**CONSIGNES:**
1. Selon l'extrait sur la dissolution de l'Assemblée, dans quelle alliance la gauche se rassemble-t-elle ?
2. Reprenez l'extrait sur la dissolution de l'Assemblée à sa dernière phrase et poursuivez-le.

**EXTRAIT FOURNI:**
________
Macron met un but contre son camp

Quel était l’objectif du président de la République ? S’appuyer sur la division de la gauche aux européennes pour résumer le match des législatives anticipées à un affrontement entre d’une part la macronie, aspirant une partie de LR et du PS, et d’autre part le RN. Avec l’idée de stigmatiser les deux bouts de l’échiquier politique, RN et LFI, en les mettant dans le sac fourre-tout « des extrêmes » pour se présenter en centralité et en garant d’un équilibre politique. Patatras ! C’est tout l’inverse qui se produit : la gauche se rassemble dans le Nouveau Front Populaire et le RN aspire une partie de LR dans son giron. Au milieu, Macron apparaît comme un joueur de poker qui continue à bluffer comme s’il avait un quarré d’as alors qu’il n’a même pas une paire dans son jeu (et que tout le monde le sait). 

Cette dissolution était prévisible. Mieux : elle était annoncée. Par les insoumis. Mais elle ne s’est pas produite au moment où nous l’attendions. J’explique. Lorsque LFI défendait l’idée d’une liste commune de gauche aux élections européennes, nous avions indiqué que si Macron décidait de dissoudre l’Assemblée pour faire tomber le vote du premier tour des législatives en même temps que le vote de l’élection européenne, nous aurions bien du mal à justifier d’être séparés dans une élection et unis dans une autre. Ce n’est pas ce qui s’est produit. Ou, pour être plus exact, nous étions dans l’erreur sur le timing mais pas sur l’intention.
________
Données d'un jeu d'annotation par points
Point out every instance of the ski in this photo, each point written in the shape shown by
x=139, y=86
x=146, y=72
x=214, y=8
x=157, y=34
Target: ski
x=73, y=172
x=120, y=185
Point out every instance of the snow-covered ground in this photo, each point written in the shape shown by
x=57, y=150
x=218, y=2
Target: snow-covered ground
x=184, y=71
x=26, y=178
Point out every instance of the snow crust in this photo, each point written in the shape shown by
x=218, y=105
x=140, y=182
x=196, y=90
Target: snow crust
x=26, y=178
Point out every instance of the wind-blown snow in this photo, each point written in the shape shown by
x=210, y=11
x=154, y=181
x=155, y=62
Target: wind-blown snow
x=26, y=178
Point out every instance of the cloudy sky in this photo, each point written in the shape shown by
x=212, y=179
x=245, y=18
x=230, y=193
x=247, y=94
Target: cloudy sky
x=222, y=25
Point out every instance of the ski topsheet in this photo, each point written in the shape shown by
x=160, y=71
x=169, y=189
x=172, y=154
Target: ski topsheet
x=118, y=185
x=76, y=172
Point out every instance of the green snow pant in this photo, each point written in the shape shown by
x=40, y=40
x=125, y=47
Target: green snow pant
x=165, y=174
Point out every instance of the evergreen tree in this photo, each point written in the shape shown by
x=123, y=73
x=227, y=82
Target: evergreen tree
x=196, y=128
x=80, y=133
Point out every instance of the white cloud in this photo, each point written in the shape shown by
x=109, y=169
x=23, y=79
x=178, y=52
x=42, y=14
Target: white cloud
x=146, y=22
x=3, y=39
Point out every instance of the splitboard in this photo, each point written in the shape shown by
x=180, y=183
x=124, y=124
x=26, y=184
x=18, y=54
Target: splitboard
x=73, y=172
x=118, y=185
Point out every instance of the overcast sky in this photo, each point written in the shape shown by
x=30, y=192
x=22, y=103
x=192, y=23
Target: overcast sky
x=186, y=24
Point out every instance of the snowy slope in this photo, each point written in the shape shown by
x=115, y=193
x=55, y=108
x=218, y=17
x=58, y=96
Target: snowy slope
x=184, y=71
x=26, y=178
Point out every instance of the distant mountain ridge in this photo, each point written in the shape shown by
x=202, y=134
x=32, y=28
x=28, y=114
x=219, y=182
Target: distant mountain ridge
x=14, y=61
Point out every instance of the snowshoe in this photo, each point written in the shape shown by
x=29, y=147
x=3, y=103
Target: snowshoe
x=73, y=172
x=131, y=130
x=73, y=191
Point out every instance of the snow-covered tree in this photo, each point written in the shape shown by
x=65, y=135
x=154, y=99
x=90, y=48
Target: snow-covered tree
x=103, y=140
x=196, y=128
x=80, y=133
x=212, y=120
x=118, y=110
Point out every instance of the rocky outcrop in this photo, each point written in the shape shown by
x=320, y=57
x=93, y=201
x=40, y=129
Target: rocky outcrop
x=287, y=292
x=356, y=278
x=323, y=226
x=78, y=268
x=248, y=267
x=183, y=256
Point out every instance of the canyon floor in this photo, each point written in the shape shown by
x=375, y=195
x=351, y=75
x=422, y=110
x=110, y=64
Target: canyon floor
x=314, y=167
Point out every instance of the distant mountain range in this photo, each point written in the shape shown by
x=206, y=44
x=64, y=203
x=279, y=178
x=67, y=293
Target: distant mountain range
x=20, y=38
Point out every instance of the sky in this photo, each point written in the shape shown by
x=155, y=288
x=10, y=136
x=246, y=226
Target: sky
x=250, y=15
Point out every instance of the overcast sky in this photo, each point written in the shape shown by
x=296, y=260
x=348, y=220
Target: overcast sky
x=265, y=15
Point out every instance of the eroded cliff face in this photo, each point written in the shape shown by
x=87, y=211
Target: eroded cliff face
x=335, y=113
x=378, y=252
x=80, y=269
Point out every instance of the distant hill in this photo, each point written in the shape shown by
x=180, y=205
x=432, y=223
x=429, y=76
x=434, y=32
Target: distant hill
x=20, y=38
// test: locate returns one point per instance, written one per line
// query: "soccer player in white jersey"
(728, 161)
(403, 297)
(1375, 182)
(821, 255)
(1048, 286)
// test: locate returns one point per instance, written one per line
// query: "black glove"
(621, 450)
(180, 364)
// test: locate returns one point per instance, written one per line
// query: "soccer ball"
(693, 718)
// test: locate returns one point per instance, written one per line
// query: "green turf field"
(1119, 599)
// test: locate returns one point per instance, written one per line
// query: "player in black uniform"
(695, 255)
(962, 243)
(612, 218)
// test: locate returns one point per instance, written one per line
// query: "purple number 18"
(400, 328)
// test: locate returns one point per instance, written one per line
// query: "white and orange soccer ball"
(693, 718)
________
**LES RÉPONSES:**
1. Dans le Nouveau Front Populaire.

2.
En décidant de dissoudre au soir de l’élection européenne, Macron pensait néanmoins atteindre l’objectif recherché. Comment la gauche pourrait-elle s’unir après avoir présenté des candidatures séparées ? Comment pourrait-elle le faire après la campagne de diabolisation de LFI méthodiquement orchestrée par la macronie pour assimiler les républicains laïques et antiracistes que nous sommes à l’islamisme et l’antisémitisme ? Et comment pourrait-elle le faire en fixant un délai de dépôt des candidatures si rapide (une semaine) ? Macron a en effet fait le choix de convoquer les élections dans le délai le plus court possible permis par la Constitution. L’objectif : provoquer le chaos à gauche, prendre de cours le RN et remettre son camp en ordre de bataille.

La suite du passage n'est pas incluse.